Hong
Kong & Once In A Lifetime Experience
Pt4: The Real Benedict Cumberbatch,
Muncrat & Hello Smaug
(Baca part 1 di sini, 2 di sini, dan 3 di sini)
Gue
lupa kapan terakhir kali gue bangun dengan senyum super lebar. Pagi itu, Kamis,
13 Oktber 2016, gue bangun dengan senyum super lebar. Ketika membuka gorden
jendela dan menatap gedung-gedung tinggi di luar sana, gue tersenyum dan
ngomong sama bayangan gue di jendela. “This
is the day. Now or never.”
When I put on my shoes, I know
that I will rock this day. Gue punya filosofi soal sepatu. Sepatu bagus dan nyaman akan
bikin lo yakin bisa mengatasi apapun hari ini. Gue percaya sama sepatu gue,
makanya gue bisa merasa sedikit tenang. Ditambah dengan coat kesayangan, gue makin yakin aja, deh.
Dari
hotel tempat gue menginap ke ballroom Ritz Carlton itu hanya jalan kaki
melewati Element, salah satu shopping
mall di Hong Kong. Ada banyak media yang ikut, berasal dari Asia Pasifik.

——

#### Soal Singkat 1
Tuliskan ulang seluruh teks tentang pengalaman di Hong Kong di atas tanpa mengubah satu huruf pun.
Teks di atas dan baris-baris di bawah adalah bahan yang terpisah satu sama lain.

#### Masukan Tugas

——

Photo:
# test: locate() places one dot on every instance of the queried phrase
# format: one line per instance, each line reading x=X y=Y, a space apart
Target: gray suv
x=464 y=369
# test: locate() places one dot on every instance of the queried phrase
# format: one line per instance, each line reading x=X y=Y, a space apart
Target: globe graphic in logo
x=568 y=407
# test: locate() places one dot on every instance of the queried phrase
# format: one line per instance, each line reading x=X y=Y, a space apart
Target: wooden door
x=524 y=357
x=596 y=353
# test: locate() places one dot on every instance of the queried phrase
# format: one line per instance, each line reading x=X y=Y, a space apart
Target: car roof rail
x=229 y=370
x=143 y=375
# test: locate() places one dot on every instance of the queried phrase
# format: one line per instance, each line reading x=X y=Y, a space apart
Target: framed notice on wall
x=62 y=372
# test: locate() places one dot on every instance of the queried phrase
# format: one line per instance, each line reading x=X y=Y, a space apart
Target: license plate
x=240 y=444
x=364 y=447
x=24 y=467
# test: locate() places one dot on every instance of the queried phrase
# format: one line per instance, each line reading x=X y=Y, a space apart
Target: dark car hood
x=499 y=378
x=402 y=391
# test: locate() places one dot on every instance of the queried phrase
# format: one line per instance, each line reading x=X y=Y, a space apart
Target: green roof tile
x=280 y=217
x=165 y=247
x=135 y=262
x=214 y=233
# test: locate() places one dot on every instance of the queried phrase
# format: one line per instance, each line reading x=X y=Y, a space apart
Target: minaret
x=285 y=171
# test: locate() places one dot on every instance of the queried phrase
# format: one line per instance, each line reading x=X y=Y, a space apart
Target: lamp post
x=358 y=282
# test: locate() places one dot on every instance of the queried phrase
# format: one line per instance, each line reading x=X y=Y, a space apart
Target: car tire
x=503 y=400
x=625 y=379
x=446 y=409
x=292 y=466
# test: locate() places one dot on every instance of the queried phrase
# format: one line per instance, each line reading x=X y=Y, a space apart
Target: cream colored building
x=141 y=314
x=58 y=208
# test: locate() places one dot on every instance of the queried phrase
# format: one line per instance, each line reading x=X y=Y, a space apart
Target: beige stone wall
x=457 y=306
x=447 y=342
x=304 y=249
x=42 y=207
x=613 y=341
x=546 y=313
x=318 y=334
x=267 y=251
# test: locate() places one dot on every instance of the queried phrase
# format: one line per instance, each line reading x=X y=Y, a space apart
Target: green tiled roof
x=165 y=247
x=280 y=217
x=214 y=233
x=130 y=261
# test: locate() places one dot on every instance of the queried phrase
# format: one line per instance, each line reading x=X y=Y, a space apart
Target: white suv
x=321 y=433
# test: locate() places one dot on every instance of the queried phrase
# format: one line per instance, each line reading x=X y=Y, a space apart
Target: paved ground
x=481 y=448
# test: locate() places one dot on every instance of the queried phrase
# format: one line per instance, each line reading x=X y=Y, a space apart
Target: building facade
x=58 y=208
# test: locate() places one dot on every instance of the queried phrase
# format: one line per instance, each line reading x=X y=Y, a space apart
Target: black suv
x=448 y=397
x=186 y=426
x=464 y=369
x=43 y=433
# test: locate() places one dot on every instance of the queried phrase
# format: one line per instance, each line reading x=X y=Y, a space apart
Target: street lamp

——

#### Soal Singkat 2
Kumpulkan semua baris di atas yang memuat kata "lamp".

#### Jawaban Latihan 1
Hong
Kong & Once In A Lifetime Experience
Pt4: The Real Benedict Cumberbatch,
Muncrat & Hello Smaug
(Baca part 1 di sini, 2 di sini, dan 3 di sini)
Gue
lupa kapan terakhir kali gue bangun dengan senyum super lebar. Pagi itu, Kamis,
13 Oktber 2016, gue bangun dengan senyum super lebar. Ketika membuka gorden
jendela dan menatap gedung-gedung tinggi di luar sana, gue tersenyum dan
ngomong sama bayangan gue di jendela. “This
is the day. Now or never.”
When I put on my shoes, I know
that I will rock this day. Gue punya filosofi soal sepatu. Sepatu bagus dan nyaman akan
bikin lo yakin bisa mengatasi apapun hari ini. Gue percaya sama sepatu gue,
makanya gue bisa merasa sedikit tenang. Ditambah dengan coat kesayangan, gue makin yakin aja, deh.
Dari
hotel tempat gue menginap ke ballroom Ritz Carlton itu hanya jalan kaki
melewati Element, salah satu shopping
mall di Hong Kong. Ada banyak media yang ikut, berasal dari Asia Pasifik.

#### Jawaban Latihan 2
Target: lamp post
Target: street lamp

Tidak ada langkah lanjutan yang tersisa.